_What this task involves_: According to the text on Agentic Engine Optimization, what time-on-page did the analytics record when the agent read the documentation?

_Provided text_:
┄┄┄┄┄┄

Agentic Engine Optimization (AEO)
April 11, 2026
How AI coding agents consume documentation is fundamentally different from how humans do - and if you’re still optimizing only for human readers, you’re leaving a growing share of your audience invisible to your tooling. Docs, CLIs, MCPs, Skills…there’s a whole ecosystem of interfaces that AI agents interact with.
I’ve been watching something play out across developer portals that I think deserves more attention than it’s getting.
An engineer opens Claude Code, asks it to implement a spec and hits enter. The agent fetches some of your documentation. It might grab some of what it needs, parse it as raw text, strip the HTML, count the tokens, and either use it as context - or silently discard it because the token count exceeds its context window.
Your analytics recorded nothing useful. Scroll depth was zero. Time-on-page was 400 milliseconds. No link clicks, no tutorial completions, no UI interactions. The funnel you’ve optimized for years showed nothing.
But the agent was absolutely there. It read your docs. And depending on how those docs were structured, it either completed the task successfully - or hallucinated a solution because the content was too token-heavy, poorly structured, or blocked by a misconfigured robots.txt.
I’ve started calling the discipline that addresses this Agentic Engine Optimization.
What is Agentic Engine Optimization?
Agentic Engine Optimization (AEO) is the practice of structuring, formatting, and serving technical content so that AI coding agents can actually use it - not just human readers.
The analogy I keep coming back to is SEO. We spent years learning to optimize for search crawlers and human click patterns. AEO is the same idea, but for a different consumer: AI agents that autonomously fetch, parse, and reason over your content.
The things that matter turn out to be pretty specific:
- Discoverability - can agents find your documentation without rendering JavaScript?
- Parsability - is the content machine-readable without requiring visual layout interpretation?
- Token efficiency - does the content fit within typical agent context windows without truncation?
- Capability signaling - does the documentation tell agents what your API does, not just how to call it?
- Access control - does your
robots.txtactually let AI traffic through?
If any of these fail, agents either skip your content entirely or produce subtly wrong outputs. The tricky part is you’ll probably never know, because no analytics event fires.
How AI agents actually read your documentation
It’s worth spelling out the behavioral difference here, because it’s bigger than I initially expected.
The human pattern
A human developer lands on your docs homepage. They navigate to a relevant section. They skim headings, read a few paragraphs, maybe run a code sample in the interactive console, follow two or three internal links, and spend 4–8 minutes in session. Your analytics captures all of it.

┄┄┄┄┄┄

_Data_:
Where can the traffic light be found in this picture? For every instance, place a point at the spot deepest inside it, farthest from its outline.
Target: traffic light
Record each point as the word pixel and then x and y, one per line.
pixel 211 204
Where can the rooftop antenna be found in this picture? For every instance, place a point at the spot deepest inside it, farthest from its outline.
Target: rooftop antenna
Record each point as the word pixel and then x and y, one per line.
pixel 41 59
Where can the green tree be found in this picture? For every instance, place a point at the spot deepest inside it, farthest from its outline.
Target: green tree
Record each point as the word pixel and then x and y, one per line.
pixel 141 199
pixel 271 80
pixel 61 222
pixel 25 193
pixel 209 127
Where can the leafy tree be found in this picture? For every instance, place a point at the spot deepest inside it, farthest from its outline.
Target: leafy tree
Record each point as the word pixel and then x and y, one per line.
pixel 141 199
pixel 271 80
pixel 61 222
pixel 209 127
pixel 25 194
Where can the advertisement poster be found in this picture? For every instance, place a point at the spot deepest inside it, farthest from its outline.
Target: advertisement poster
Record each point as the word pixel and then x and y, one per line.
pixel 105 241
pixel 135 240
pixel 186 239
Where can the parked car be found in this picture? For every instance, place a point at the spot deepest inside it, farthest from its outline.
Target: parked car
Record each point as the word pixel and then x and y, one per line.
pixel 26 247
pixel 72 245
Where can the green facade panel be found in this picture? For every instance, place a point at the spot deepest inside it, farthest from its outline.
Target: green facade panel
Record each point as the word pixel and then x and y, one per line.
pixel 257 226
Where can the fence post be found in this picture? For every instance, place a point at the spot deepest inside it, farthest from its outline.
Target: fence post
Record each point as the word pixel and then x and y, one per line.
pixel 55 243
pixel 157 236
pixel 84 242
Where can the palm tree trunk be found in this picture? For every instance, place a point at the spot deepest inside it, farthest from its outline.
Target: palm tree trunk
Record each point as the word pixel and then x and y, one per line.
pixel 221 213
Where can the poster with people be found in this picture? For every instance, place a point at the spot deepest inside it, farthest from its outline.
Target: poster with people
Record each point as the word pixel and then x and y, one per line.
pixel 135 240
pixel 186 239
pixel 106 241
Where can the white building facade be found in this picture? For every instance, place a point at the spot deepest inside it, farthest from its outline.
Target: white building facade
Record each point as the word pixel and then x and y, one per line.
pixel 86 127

┄┄┄┄┄┄

_Problem solution_: 400 milliseconds.